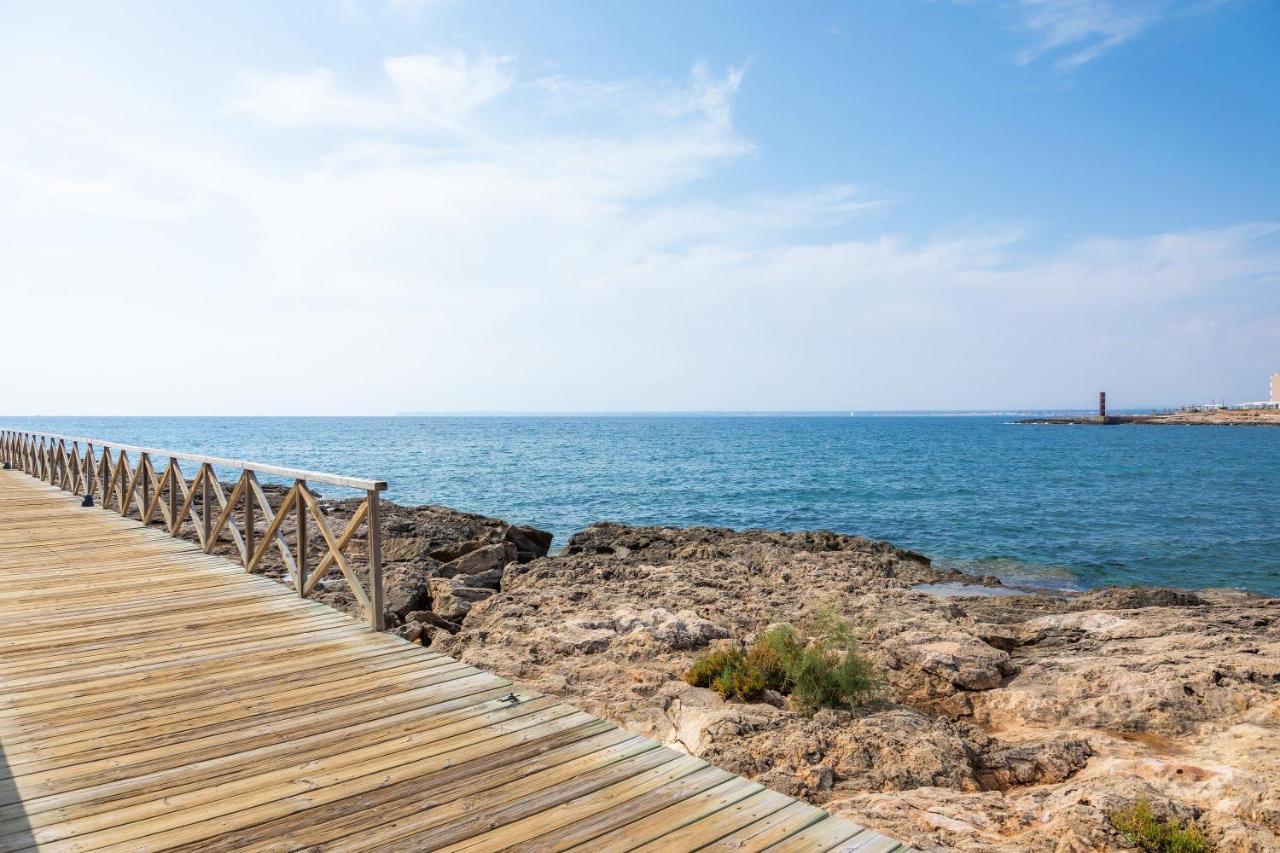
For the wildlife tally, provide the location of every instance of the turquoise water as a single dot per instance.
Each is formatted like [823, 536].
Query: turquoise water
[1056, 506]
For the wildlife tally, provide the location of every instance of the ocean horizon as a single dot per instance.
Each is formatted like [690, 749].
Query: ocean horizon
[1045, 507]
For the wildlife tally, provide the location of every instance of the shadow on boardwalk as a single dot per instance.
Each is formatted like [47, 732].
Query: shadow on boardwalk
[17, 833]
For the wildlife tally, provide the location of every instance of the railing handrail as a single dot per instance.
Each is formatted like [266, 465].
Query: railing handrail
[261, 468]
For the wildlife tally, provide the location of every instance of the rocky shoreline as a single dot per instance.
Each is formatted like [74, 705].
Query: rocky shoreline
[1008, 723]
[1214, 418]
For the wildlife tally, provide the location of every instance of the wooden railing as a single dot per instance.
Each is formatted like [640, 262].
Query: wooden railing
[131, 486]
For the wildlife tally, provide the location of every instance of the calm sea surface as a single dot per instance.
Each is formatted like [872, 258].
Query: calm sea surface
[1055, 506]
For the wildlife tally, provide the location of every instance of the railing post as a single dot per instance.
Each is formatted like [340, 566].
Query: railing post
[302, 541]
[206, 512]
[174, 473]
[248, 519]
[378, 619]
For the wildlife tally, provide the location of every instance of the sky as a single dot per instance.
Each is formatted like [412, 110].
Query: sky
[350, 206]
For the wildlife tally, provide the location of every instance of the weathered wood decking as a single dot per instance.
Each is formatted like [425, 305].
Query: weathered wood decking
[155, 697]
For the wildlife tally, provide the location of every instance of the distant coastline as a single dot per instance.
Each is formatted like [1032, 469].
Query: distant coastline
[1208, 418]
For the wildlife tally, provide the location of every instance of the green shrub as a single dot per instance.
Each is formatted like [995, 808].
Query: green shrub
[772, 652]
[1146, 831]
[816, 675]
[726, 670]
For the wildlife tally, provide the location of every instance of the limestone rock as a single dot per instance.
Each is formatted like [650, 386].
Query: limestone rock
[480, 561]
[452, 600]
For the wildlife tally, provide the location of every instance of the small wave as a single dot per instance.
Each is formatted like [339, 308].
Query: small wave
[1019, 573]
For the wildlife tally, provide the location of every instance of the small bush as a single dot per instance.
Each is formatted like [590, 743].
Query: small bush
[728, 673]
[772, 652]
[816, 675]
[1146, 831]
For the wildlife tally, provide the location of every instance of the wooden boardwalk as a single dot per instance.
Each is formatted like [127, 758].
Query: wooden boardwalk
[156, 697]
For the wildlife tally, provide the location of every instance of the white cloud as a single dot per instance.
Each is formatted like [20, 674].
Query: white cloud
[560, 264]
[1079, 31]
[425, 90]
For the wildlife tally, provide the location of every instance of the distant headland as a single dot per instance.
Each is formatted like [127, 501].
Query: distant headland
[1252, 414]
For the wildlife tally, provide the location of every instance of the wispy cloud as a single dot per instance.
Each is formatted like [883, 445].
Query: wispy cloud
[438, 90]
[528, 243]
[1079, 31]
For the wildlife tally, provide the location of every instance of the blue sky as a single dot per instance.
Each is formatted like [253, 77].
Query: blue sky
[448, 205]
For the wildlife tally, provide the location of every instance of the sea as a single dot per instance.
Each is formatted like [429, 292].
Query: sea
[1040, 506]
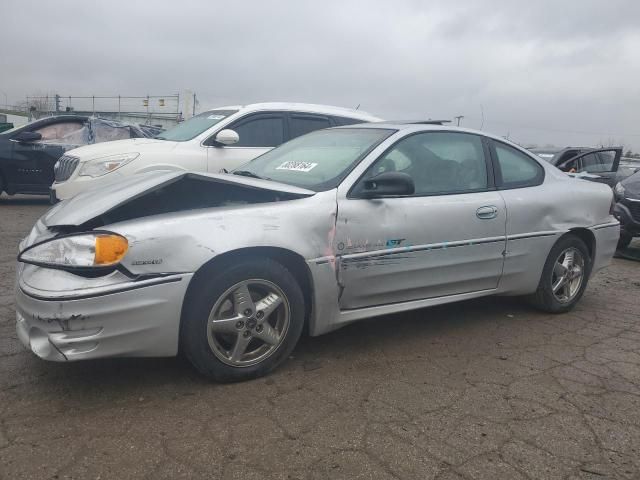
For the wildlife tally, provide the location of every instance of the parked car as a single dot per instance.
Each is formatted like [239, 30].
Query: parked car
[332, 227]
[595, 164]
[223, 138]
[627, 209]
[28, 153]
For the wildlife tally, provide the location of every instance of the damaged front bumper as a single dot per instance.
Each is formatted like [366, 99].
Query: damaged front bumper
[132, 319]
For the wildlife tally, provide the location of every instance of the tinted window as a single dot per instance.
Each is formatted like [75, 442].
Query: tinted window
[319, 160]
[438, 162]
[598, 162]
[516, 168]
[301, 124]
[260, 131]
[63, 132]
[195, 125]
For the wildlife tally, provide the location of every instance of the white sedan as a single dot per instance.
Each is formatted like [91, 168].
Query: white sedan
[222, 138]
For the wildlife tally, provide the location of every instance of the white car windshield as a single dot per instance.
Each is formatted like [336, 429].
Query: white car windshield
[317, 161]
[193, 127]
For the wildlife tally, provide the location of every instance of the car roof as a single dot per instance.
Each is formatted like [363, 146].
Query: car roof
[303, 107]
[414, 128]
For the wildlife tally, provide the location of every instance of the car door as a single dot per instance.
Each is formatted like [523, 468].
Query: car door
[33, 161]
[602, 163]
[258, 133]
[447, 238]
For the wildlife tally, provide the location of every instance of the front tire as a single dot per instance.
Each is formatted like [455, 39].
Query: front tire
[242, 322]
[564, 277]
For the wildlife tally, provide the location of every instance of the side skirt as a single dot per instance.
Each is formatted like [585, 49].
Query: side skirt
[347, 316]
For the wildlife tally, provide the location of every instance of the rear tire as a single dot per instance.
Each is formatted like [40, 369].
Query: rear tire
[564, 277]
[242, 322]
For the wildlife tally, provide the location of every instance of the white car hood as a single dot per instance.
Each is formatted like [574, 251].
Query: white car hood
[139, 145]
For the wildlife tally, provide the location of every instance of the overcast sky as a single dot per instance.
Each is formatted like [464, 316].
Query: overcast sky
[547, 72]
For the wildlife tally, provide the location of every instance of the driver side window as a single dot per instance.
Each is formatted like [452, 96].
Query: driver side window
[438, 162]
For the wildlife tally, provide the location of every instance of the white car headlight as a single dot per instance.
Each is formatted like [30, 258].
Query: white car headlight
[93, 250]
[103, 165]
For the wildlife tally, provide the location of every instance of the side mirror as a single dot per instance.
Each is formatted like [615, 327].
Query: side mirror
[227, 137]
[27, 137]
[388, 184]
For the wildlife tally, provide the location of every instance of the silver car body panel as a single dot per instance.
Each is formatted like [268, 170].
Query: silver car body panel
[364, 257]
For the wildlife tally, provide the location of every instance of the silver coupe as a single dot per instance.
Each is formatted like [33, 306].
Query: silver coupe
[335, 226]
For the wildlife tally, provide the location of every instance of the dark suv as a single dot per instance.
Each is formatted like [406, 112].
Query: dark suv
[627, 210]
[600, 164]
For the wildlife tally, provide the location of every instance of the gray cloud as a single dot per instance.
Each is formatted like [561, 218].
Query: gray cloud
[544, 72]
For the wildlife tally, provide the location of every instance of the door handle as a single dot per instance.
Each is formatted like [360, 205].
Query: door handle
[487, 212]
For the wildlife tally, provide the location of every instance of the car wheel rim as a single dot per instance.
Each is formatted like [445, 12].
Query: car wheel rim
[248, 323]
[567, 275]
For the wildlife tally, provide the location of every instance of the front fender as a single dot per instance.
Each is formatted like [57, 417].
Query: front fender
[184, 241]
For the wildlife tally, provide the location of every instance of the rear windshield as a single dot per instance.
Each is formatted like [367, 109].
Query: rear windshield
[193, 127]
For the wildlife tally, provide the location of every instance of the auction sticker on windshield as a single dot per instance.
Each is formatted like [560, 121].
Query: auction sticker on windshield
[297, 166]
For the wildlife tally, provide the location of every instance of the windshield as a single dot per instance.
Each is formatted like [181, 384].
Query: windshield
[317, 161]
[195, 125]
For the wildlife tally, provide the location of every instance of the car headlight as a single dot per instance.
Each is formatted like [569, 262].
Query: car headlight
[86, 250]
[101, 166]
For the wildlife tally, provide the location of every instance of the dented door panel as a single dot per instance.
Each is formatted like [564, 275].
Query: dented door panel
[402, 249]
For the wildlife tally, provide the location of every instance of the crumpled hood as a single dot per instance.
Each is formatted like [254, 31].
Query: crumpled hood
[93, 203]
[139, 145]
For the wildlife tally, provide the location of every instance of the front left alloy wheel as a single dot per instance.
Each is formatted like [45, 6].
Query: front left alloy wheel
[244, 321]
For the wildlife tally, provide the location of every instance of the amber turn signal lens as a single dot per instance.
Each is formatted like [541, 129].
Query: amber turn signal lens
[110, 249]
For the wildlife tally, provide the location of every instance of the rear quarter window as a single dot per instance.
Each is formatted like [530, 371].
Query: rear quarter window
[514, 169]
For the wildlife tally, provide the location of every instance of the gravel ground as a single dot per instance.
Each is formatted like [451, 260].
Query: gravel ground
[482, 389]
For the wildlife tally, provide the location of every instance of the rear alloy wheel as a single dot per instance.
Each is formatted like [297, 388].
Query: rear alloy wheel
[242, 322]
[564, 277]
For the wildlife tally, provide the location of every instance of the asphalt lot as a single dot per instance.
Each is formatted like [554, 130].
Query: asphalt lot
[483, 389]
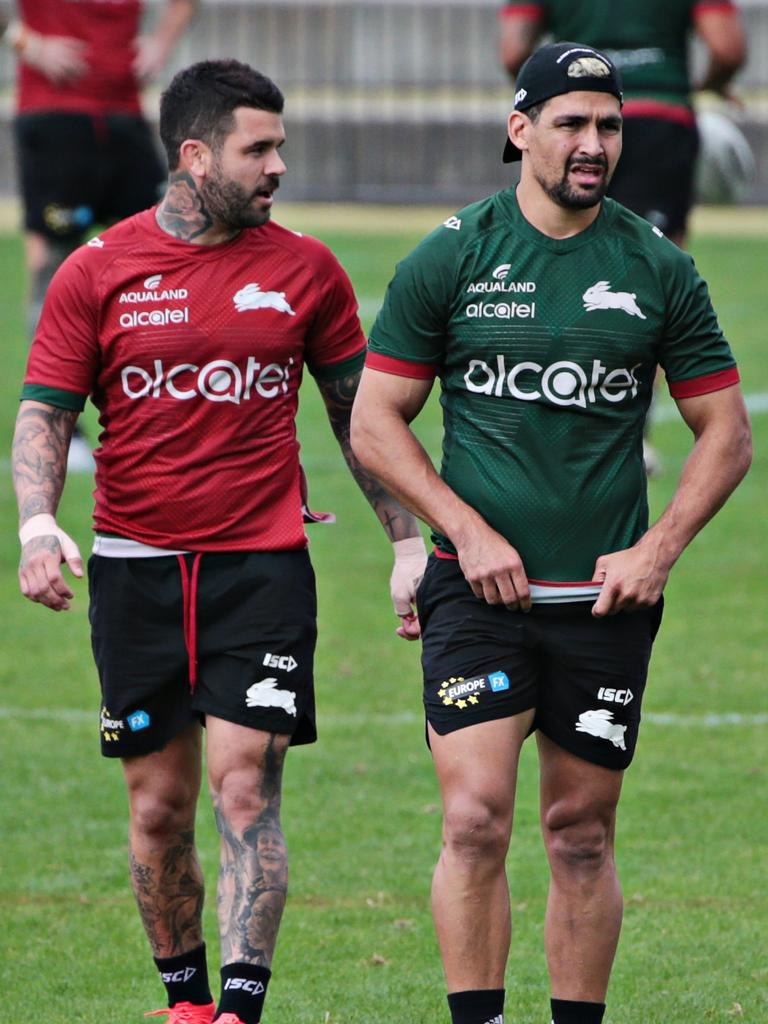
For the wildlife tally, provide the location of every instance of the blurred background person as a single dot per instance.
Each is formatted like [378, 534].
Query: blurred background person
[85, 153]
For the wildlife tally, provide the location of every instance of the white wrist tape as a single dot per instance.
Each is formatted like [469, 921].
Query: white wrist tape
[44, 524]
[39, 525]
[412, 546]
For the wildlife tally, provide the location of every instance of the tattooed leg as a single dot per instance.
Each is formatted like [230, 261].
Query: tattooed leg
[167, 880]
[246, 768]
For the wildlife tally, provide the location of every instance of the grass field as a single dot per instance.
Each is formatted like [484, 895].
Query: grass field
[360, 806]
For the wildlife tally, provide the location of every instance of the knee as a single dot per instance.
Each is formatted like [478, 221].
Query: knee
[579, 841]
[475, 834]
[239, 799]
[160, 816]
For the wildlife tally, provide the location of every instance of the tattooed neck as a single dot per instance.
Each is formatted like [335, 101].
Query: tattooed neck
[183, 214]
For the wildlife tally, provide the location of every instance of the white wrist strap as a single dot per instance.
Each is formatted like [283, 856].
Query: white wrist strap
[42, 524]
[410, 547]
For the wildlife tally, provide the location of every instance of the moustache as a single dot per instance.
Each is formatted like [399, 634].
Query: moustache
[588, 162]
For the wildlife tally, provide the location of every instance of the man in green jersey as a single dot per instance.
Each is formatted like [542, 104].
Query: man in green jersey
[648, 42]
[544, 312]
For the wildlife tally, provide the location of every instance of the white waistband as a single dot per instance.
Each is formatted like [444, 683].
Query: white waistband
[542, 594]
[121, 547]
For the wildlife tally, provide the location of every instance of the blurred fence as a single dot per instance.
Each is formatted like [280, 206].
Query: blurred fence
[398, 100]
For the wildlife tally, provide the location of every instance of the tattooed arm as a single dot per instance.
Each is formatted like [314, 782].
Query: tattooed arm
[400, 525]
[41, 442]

- [Prompt]
Pictures excluded, repeat the material above from its first line through the line containing "Each is formatted like [640, 262].", both included.

- [Output]
For the wildlife tally, provide the location of every instance of the turquoise water as a single dot per instance.
Each is formatted like [823, 536].
Query: turquoise water
[1056, 506]
For the wildlife tally, provide the location of every instance of the ocean horizon as a single dot per instance.
Each is formatted like [690, 749].
Query: ocean horizon
[1045, 507]
For the wildlife tally, provide the location of every instance of the shadow on boardwalk as a single dot per instance.
Each is formatted like [47, 732].
Query: shadow on boardwalk
[17, 833]
For the wildlife tally, provide the location of every instance of the railing handrail as a single dot per instance.
Each is formatted like [266, 465].
Query: railing handrail
[261, 468]
For the wildlife tally, provide the location of every instance of the rocky shoreline as a single dot per instance.
Each is formatted like [74, 705].
Query: rocky shoreline
[1008, 723]
[1214, 418]
For the wildlife tally, provide the location of every instance of the wooden railing as a single dot per instance.
Each is formatted like [640, 262].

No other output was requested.